• Required task: Edit the passage of the Yeldy Louison profile starting with "Personal information" and going on through "kg (132 lb)" so that "Weight" becomes "Mass", and give that passage again.

Yeldy Louison

Personal information
- Born: Yeldy Marie Louison 11 November 1991 (age 34) Quatre Bornes, Mauritius
- Height: 1.62 m (5 ft 4 in)
- Weight: 60 kg (132 lb)

Sport
- Country: Mauritius
- Sport: Badminton

Women's
- Highest ranking: 190 (WS) 20 Oct 2011 124 (WD) 9 Jun 2016 144 (XD) 19 Apr 2012
- BWF profile

Medal record
Badminton
Representing Mauritius
All-Africa Games
| Gold medal – first place | 2015 Brazzaville | Mixed team |
| Silver medal – second place | 2015 Brazzaville | Women's doubles |
African Championships
| Gold medal – first place | 2014 Gaborone | Women's doubles |
| Silver medal – second place | 2013 Rose Hill | Women's doubles |
| Bronze medal – third place | 2014 Gaborone | Mixed team |
| Bronze medal – third place | 2013 Rose Hill | Mixed doubles |
| Bronze medal – third place | 2013 Rose Hill | Mixed team |
| Bronze medal – third place | 2011 Marrakesh | Mixed team |
Africa Team Championships
| Gold medal – first place | 2016 Rose Hill | Women's team |
| Bronze medal – third place | 2008 Rose Hill | Women's team |

= Yeldy Louison =

Mauritian badminton player (born 1991)

Yeldy Marie Louison (born 11 November 1991) is a Mauritian female badminton player.

• Data provided:
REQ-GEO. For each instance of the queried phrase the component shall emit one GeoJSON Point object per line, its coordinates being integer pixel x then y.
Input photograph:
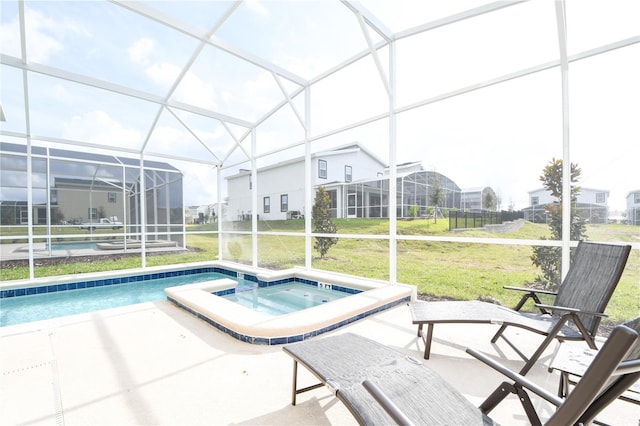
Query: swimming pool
{"type": "Point", "coordinates": [200, 289]}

• Solved problem:
Personal information
- Born: Yeldy Marie Louison 11 November 1991 (age 34) Quatre Bornes, Mauritius
- Height: 1.62 m (5 ft 4 in)
- Mass: 60 kg (132 lb)